(Work order 1) In the update on the UNRWA budget crisis, what amount did the emergency grant total that kept the Agency running until the end of 1997?
(Work order 2) Reproduce the stretch of the UNRWA budget crisis update from "The refugee protests" through "in UNRWA hospitals).".

(Exercise passage)

| UNWRA IN CRISIS - UPDATE
On the occasion of
the UNRWA donors' meeting held in Amman on 9 September 1997, Palestinian
refugees engaged in strikes and protest activities against UNRWA budget-cuts
everywhere, in the West Bank, in the Gaza Strip, in Jordan and in Lebanon.
Students and teachers of UNRWA-run educational institutions went on strike
in all refugee camps in the region. Popular refugee initiatives in the
West Bank accused UNRWA of increasing the impact of Israel's closure policy
by reducing health, education and social services to the refugees and demanded
an immediate financial solution. This was, in fact, the first time that
Palestinian refugees, dispersed in Palestine and in three Arab host countries,
succeeded in sending a united message to the foreign governments whose
donor policy is held responsible for the current crisis of the regular
UNRWA budget.
The refugee protests
remained not without results: A 20 million US$ emergency grant to UNRWA
allowed for the Agency's functioning until the end of 1997 and made it
possible to reverse some of the most sensitive austerity measures (e.g.
school-fees for refugee children, fees for medical treatment in UNRWA hospitals).
A more crucial meeting, however, took place in New York on 2 December 1995,
when donors were asked to announce their pledges to UNRWA for the fiscal
period of 1998-9. UNRWA's 1998 budget is US $343 million, and UNRWA High
Commissioner Peter Hansen had made clear that the Agency will be able to
continue operating without cutting its services only if this budget is
fully funded. In New York, donor countries pledged US $126 million (mainly:
USA 70, Sweden 19, Norway 14.2, Netherlands 5.5, Switzerland 5.5, Germany
5). Several other donors, among them Japan, announced that they were not
yet able to make their pledge for the coming year.

[Stored entries]
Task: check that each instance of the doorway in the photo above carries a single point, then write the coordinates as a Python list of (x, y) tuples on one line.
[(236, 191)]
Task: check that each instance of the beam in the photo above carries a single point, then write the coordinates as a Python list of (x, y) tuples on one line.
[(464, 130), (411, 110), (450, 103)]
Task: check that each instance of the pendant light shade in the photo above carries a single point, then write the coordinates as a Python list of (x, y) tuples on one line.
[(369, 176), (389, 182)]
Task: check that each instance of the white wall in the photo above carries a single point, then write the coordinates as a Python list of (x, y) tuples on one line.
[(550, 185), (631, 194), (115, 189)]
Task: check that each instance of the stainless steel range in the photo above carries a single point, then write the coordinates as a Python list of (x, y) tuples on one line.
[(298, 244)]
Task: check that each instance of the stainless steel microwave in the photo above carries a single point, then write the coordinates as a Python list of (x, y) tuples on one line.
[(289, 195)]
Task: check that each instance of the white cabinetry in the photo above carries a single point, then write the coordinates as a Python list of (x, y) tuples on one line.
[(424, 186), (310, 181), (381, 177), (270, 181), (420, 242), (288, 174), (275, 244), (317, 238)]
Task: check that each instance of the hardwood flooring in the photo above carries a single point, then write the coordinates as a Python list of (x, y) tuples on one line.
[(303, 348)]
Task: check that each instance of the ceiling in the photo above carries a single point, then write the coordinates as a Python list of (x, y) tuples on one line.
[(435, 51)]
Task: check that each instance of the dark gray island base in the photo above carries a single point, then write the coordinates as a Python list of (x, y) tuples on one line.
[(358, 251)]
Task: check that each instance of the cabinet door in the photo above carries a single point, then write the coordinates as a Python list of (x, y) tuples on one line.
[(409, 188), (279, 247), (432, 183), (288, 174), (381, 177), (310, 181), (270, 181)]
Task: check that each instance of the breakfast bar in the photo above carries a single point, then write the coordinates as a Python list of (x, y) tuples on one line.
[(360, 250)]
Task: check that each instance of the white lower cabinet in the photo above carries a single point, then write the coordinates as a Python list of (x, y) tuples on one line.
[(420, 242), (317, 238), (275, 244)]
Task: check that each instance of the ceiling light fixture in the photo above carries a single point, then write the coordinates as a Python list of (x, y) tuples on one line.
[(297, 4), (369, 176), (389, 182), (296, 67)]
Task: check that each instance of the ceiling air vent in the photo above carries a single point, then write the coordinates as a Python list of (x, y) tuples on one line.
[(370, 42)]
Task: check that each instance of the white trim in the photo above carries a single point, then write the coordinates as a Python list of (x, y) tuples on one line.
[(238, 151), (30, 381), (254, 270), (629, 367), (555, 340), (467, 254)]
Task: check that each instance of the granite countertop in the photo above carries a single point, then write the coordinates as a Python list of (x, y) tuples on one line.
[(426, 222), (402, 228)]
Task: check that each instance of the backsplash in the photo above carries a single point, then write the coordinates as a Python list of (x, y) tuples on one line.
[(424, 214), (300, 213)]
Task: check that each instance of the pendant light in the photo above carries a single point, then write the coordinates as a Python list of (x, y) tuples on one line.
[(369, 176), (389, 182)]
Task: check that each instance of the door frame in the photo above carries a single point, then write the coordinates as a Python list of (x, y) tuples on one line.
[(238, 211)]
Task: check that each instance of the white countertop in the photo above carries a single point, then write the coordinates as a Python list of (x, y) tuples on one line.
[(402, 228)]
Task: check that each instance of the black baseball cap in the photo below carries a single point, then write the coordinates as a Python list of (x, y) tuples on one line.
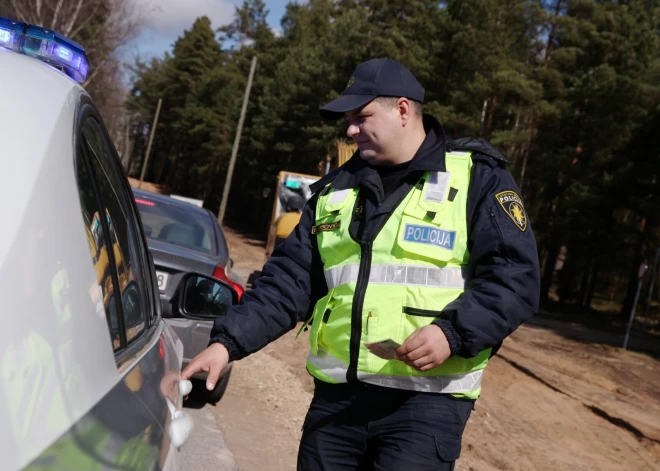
[(371, 79)]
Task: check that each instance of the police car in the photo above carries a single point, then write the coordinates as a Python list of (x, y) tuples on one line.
[(90, 373)]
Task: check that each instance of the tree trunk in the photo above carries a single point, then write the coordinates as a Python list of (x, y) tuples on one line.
[(591, 287), (548, 272)]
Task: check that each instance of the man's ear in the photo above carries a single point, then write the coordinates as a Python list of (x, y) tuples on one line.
[(404, 108)]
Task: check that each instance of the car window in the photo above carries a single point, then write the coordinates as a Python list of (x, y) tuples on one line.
[(177, 225), (98, 248), (124, 235)]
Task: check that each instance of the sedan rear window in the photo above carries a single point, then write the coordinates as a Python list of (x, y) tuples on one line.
[(175, 225)]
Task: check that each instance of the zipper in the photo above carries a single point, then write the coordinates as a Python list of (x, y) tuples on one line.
[(414, 311), (356, 316), (499, 230)]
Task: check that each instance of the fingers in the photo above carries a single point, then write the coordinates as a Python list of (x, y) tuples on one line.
[(412, 343), (214, 373), (194, 367), (424, 349), (212, 360)]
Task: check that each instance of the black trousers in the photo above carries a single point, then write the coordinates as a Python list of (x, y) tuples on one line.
[(363, 427)]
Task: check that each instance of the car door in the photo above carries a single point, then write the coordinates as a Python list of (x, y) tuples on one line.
[(130, 428)]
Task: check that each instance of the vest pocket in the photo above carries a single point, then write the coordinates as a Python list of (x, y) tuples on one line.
[(415, 311), (320, 317)]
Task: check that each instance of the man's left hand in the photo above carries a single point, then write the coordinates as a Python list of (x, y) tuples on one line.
[(425, 349)]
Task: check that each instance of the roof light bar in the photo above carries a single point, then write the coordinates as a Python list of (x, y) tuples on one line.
[(11, 34), (45, 45)]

(Result 1) US$20 million.

(Result 2)
The refugee protests
remained not without results: A 20 million US$ emergency grant to UNRWA
allowed for the Agency's functioning until the end of 1997 and made it
possible to reverse some of the most sensitive austerity measures (e.g.
school-fees for refugee children, fees for medical treatment in UNRWA hospitals).